→ DATASET EXTRACT:
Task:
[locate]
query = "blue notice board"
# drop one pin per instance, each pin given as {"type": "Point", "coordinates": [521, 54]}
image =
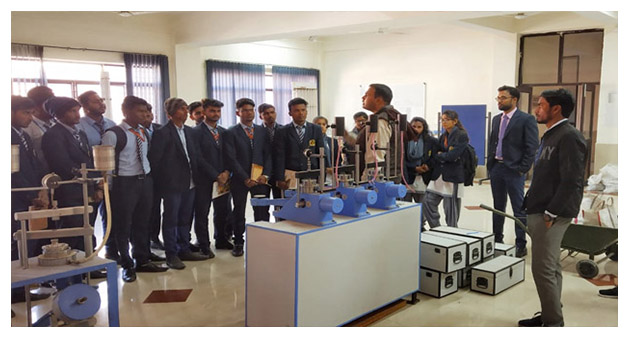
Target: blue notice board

→ PROBLEM TO WORK ON: Each line of the data above is to be output exactly; the pictures are not to appear.

→ ANSWER TO THE EXERCISE:
Task:
[locate]
query = "blue notice board"
# drop one pin per instance, each pin given as {"type": "Point", "coordinates": [521, 54]}
image =
Target: blue notice board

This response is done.